— WHAT THE TASK ASKS —
Output word for word the lines from the one with "Category: white lotus flower" to the final line of the data, both ends included, but skip the pictures.
........
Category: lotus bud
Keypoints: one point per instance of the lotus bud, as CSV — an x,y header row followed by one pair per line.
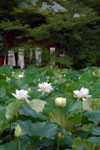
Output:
x,y
18,131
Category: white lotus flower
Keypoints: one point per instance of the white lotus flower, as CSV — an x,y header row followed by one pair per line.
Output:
x,y
82,93
45,87
21,94
60,101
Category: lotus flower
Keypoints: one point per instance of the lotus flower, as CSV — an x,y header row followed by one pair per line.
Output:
x,y
60,101
21,94
18,131
45,87
82,93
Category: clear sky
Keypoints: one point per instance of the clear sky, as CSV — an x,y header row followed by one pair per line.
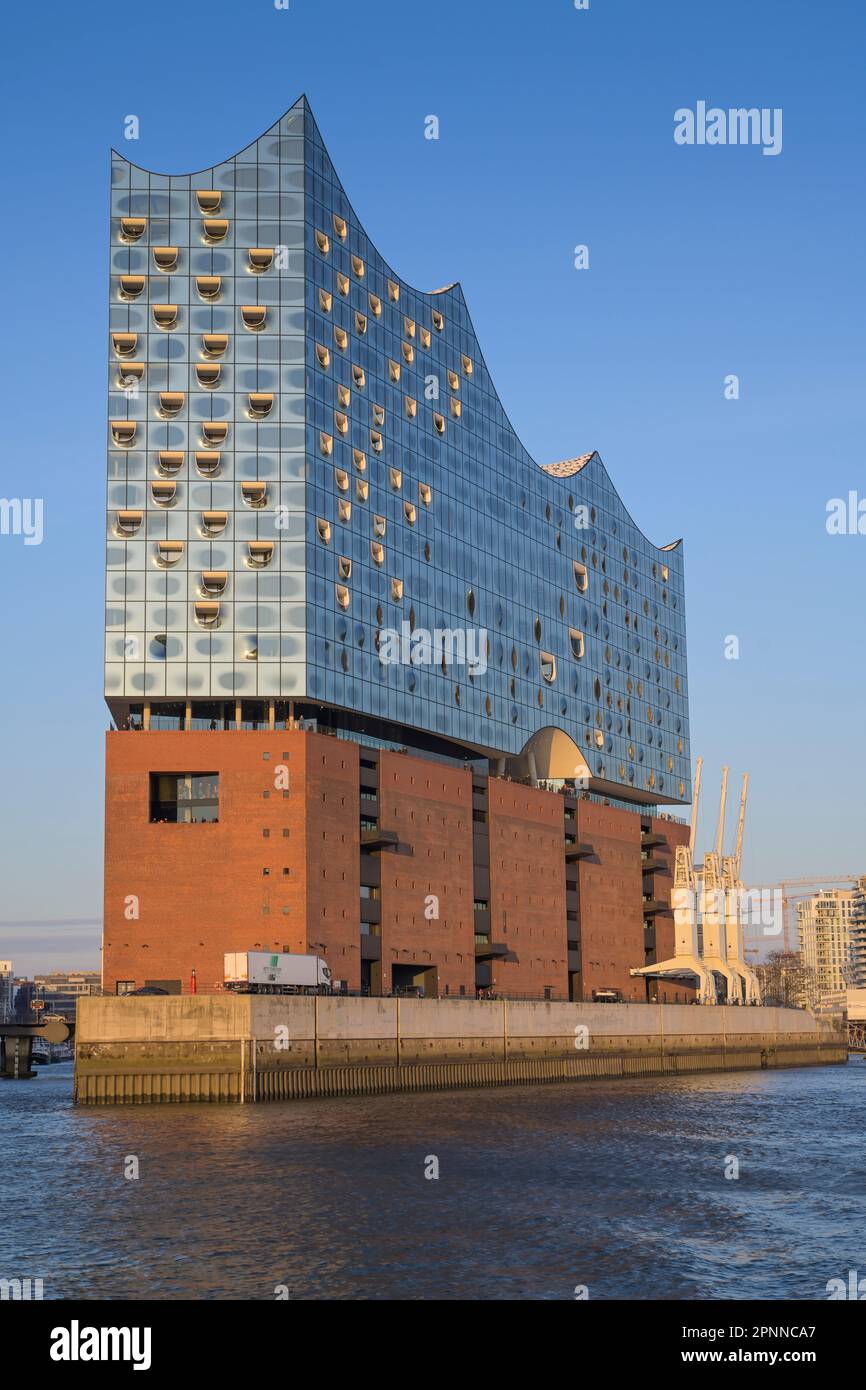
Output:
x,y
555,129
........
— RESULT FOR THIS TASK —
Category: white lotus flower
Keypoints: one point per instance of the white lotus flower, as CSV — an x,y header row followed by one pair per line.
Output:
x,y
82,93
45,87
21,94
60,101
Category: lotus flower
Keypoints: one point per instance of the lotus flower, as CSV — an x,y header row followed by one pair per line.
Output:
x,y
60,101
21,94
18,131
45,87
82,93
Category: clear sky
Keypoints: one point per instance of the clear sky, as CSV — an x,y header row followed by one pair per line.
Output:
x,y
555,129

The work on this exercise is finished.